# TEXT PASSAGE

◇ ◇ ◇ ◇

Kelly Rozanitis, Drexel Geoscience Major

Degree: BS Geoscience ’19
-Curatorial Assistant, Academy of Natural Sciences of Drexel University (two co-op cycles)
- Hydrogeologist, American Water
Extracurricular activities: President, Geology and Paleontology Club; College of Arts and Sciences Student Advisory Board
Awards: Aventis Scholarship

What motivates you?

We live in a time in which science, and especially environmental sciences, are more important than ever. We are facing a climate crisis and experiencing issues with biodiversity and environmental disasters, which are becoming more and more common. As a young scientist, I think it is crucial to be well educated and trained so that the scientific community as a whole can continue to devise innovative solutions to global issues. I am motivated by the need for rigorous science and solutions to ensure that the Earth continues to be a good home and serve humanity well.

What were some of your most memorable travel experiences through Drexel?

Last summer, I was offered a position as a teaching assistant for my department’s GeoDESLA program, a weeklong summer camp for rising high school juniors and seniors that introduces them to the realm of earth sciences. As part of this program, I got to travel to Red Lodge, Montana and Yellowstone National Park in Wyoming.

The western U.S. is an incredible part of the country, and until last summer, I had never been west of the Mississippi River. I was able to spend a week fully immersed in what I loved, and got to see some of the most beautiful geologic features our country has to offer. I was also able to share my knowledge with students who, like myself, did not have exposure to geology in high school and were not necessarily aware of the career options in the field. Between the absolutely beautiful landscapes and the incredible attitudes and hard work of the students, it was easily my most memorable travel experience through Drexel.

How were your co-op experiences?

Amazing! My first two co-ops were in the Vertebrate Paleontology collection at the Academy of Natural Sciences, and I was like a kid in a candy store every day at work. The biggest part of my job was curatorial work, where I was responsible for organizing and digitizing existing collections, as well as working with new collections that had to be curated from start to finish.

My biggest project was working with over 500 pounds of fossil-bearing rock that Dr. Ted Daeschler brought to the Academy from his work in Antarctica. It was my job to carefully unpack all of this material from their toilet-paper cocoons and prepare, number, label and organize over 600 specimens that are now forever a part of the Vertebrate Paleontology collection. Museum collections have to be well organized — with accurate information in the database and no duplicate numbers — to serve their purpose to science and be easily accessible to researchers. I learned skills to make a well-functioning museum collection and fell in love with museum work as a whole. I don’t believe I would have gotten experiences like this if it were not for Drexel’s Co-op program.

What about your third co-op?

For my third co-op, I wanted to explore some of the different options in the geosciences, and was hired as a hydrogeologist for American Water. This was an experience that was completely out of my wheelhouse, but incredibly valuable. I learned so much about water as a resource, and how it goes from underground aquifers or rivers to our taps, with many steps between. I was present for various aquifer tests, and toward the end of my co-op, I even supervised a step-test (which involves pumping a drinking water well at various rates to determine how much water can safely be removed without stressing the aquifer or creating water quality issues) completely on my own.

◇ ◇ ◇ ◇

Data records
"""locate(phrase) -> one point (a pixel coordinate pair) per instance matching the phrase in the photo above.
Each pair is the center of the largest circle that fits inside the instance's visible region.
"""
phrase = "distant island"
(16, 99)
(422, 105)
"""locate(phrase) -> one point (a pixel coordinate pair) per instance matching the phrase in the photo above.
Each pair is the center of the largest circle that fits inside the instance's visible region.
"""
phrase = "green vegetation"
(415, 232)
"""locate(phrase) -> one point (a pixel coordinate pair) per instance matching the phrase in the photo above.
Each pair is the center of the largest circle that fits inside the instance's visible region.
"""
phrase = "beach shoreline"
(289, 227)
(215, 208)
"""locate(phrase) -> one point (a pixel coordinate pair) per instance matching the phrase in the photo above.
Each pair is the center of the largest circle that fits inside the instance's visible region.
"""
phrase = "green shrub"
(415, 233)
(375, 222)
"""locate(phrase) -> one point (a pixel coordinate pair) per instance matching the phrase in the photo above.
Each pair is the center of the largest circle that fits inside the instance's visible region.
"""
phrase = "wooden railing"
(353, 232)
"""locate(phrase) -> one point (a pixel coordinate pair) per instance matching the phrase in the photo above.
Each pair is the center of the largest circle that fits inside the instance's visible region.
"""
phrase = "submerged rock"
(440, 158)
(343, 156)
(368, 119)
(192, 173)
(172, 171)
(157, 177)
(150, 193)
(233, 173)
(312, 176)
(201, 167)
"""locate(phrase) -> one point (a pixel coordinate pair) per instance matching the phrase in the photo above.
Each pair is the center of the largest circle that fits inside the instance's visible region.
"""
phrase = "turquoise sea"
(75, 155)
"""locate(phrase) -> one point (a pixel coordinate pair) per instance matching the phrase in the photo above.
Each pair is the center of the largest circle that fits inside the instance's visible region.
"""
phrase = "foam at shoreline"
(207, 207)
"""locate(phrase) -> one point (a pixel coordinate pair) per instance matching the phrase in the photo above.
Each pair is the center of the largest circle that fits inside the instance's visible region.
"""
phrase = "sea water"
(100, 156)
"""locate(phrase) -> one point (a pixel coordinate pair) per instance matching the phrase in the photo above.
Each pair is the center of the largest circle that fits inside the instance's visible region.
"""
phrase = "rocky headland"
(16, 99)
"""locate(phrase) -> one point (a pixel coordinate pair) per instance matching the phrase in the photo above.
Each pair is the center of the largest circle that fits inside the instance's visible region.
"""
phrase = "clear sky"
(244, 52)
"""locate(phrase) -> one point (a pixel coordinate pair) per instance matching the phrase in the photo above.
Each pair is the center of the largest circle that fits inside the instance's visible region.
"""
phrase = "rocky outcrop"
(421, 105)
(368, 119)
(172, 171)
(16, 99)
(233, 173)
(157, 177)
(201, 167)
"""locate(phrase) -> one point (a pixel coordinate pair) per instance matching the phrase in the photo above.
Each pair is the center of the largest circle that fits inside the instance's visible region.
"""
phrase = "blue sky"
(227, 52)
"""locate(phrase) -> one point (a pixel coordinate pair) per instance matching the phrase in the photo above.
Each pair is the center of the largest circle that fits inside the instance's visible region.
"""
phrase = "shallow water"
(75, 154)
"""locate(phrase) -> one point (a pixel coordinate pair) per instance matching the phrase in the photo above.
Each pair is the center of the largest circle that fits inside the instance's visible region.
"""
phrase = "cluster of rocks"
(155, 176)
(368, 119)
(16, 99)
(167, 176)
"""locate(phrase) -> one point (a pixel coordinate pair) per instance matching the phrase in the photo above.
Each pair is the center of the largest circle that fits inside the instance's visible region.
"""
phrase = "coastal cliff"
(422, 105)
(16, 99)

◇ ◇ ◇ ◇

# WORK REQUIRED
In the geoscience student profile, how many pounds of fossil-bearing rock did Dr. Ted Daeschler bring to the Academy from Antarctica? Rely only on the geoscience student profile, not on the data.

# FINISHED EXERCISE
Over 500 pounds.